[Stored dataset items]
◇ ◇ ◇
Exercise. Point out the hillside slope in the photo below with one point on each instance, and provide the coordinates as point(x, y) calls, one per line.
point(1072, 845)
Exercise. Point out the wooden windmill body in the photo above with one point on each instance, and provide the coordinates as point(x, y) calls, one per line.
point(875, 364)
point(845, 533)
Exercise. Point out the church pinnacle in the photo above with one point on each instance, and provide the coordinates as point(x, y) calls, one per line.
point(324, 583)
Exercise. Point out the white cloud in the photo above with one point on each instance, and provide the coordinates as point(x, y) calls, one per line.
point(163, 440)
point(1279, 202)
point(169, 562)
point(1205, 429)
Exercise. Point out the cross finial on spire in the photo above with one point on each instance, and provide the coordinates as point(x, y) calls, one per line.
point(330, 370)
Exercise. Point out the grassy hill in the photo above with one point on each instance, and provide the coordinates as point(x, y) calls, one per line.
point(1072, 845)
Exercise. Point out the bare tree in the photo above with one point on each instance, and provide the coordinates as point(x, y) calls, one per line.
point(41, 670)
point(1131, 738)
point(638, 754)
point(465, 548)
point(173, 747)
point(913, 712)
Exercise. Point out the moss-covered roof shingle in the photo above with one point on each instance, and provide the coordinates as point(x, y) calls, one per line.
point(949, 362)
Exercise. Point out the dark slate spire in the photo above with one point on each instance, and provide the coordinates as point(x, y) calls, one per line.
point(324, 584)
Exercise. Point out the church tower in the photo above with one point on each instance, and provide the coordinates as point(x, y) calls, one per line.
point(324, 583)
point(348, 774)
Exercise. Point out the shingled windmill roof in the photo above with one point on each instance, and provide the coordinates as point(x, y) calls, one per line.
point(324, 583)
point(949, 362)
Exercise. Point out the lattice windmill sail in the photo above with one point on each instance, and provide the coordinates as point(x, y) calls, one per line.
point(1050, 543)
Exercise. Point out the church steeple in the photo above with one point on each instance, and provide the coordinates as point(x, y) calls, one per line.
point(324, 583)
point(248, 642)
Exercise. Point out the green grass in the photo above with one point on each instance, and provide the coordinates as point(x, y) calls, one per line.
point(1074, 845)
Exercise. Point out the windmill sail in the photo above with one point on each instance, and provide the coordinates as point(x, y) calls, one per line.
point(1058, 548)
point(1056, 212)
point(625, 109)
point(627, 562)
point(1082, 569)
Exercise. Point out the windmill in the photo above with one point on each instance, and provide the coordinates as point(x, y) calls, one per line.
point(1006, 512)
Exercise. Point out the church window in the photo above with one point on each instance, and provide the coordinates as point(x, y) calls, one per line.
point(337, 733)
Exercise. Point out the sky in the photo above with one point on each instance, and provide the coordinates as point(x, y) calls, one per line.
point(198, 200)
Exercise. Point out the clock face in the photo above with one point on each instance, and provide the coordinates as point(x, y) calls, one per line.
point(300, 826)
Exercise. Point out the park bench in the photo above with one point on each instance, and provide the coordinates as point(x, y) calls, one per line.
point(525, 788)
◇ ◇ ◇
TO BE DONE: Present every line of the material above as a Markdown table with the columns Row and Line. Number the rows in order and omit any blank lines.

SOLUTION FOR THIS EXERCISE:
| Row | Line |
|---|---|
| 1 | Exercise. Point out the hillside slope in the photo below with one point on each instance, and provide the coordinates as point(x, y) calls, one per line. |
| 2 | point(1072, 845) |
| 3 | Exercise. Point out the wooden windmill body in the photo above with one point on each instance, and provide the coordinates as point(x, y) calls, one per line. |
| 4 | point(875, 364) |
| 5 | point(845, 533) |
| 6 | Exercise. Point out the church pinnacle in the photo above with one point on each instance, and provide the coordinates as point(x, y) calls, one per line. |
| 7 | point(324, 583) |
| 8 | Exercise. Point out the white cloud in the photo above with one point on each instance, and provide the coordinates as point(x, y) calls, one per line. |
| 9 | point(163, 440) |
| 10 | point(1279, 202) |
| 11 | point(169, 562) |
| 12 | point(1205, 429) |
| 13 | Exercise. Point out the cross finial on spire in the photo above with one point on each instance, and provide the coordinates as point(x, y) calls, one per line. |
| 14 | point(330, 370) |
| 15 | Exercise. Point out the grassy hill in the photo above with one point on each instance, and provide the coordinates as point(x, y) calls, one per line. |
| 16 | point(1072, 845) |
| 17 | Exercise. Point out the bare tree in the photo above with one point on each instance, and provide the coordinates as point(x, y) calls, one per line. |
| 18 | point(41, 670) |
| 19 | point(1131, 738) |
| 20 | point(638, 754) |
| 21 | point(465, 548) |
| 22 | point(173, 747) |
| 23 | point(913, 712) |
| 24 | Exercise. Point out the moss-covered roof shingle in the photo above with one point on each instance, and provide the coordinates as point(x, y) calls, one per line. |
| 25 | point(949, 362) |
| 26 | Exercise. Point out the dark slate spire in the photo above with one point on each instance, and provide the coordinates as point(x, y) calls, one per line. |
| 27 | point(324, 584) |
| 28 | Exercise. Point out the church tower in the photo above with one point on each instance, and provide the coordinates as point(x, y) calls, one per line. |
| 29 | point(324, 583) |
| 30 | point(348, 774) |
| 31 | Exercise. Point out the shingled windmill roof in the photo above with one point on each instance, and provide the coordinates as point(x, y) calls, one per line. |
| 32 | point(324, 583) |
| 33 | point(949, 362) |
| 34 | Exercise. Point out the lattice windmill sail in the photo above with one point on each instance, and provide the coordinates as point(x, y) calls, one per line. |
| 35 | point(1050, 543) |
| 36 | Exercise. Point out the church steeple in the photo above with one point on each instance, and provide the coordinates as point(x, y) calls, one per line. |
| 37 | point(324, 583) |
| 38 | point(248, 642) |
| 39 | Exercise. Point out the green grass in the photo above with one point on each instance, and provide the coordinates as point(x, y) calls, one per line. |
| 40 | point(1074, 845) |
| 41 | Exercise. Point out the windmill sail in the photo above with one point on each instance, and provide the coordinates as point(x, y) calls, one per line. |
| 42 | point(1058, 548) |
| 43 | point(1056, 212) |
| 44 | point(625, 109) |
| 45 | point(627, 562) |
| 46 | point(1082, 569) |
| 47 | Exercise. Point out the windmill in the photo above with one point on each instance, and provide the coordinates as point(x, y) calls, one per line. |
| 48 | point(1006, 512) |
| 49 | Exercise. Point out the church window in the photo above with one point on each instance, and provide the coordinates as point(x, y) calls, one per line. |
| 50 | point(337, 733) |
| 51 | Exercise. Point out the sky in the photo above with one point on each instance, and provide the coordinates as point(x, y) calls, one per line. |
| 52 | point(198, 200) |
| 53 | Exercise. Point out the clock face in the photo above with one point on each instance, and provide the coordinates as point(x, y) calls, one per line. |
| 54 | point(300, 826) |
| 55 | Exercise. Point out the park bench in the photo above with one point on each instance, and provide the coordinates as point(x, y) calls, one per line. |
| 56 | point(525, 788) |